What is expected.
Copy the lines below as they are; omit the images they contain.

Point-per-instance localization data
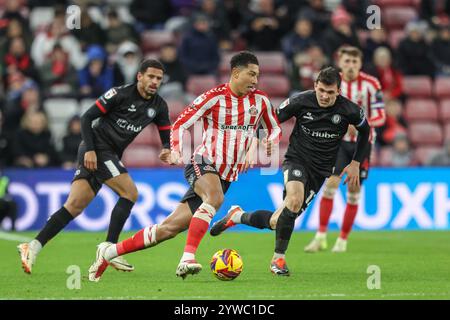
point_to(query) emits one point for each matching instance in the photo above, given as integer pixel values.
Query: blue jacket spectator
(199, 51)
(96, 77)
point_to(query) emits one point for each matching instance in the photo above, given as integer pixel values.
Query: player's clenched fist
(90, 160)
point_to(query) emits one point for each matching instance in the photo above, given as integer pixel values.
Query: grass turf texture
(414, 265)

Exercise solution.
point_to(query) emits one point for each matching instance in the photo above, given as integer pixel values.
Query: blue jacket spectator
(199, 51)
(96, 77)
point_to(query) emits one point for each matching instance in the photo above, given as integer pixel values.
Query: player's clenched fist
(90, 160)
point_to(query) emits one point for each matching instance in the photo above, given as integer pixel values.
Query: grass turf texture
(414, 265)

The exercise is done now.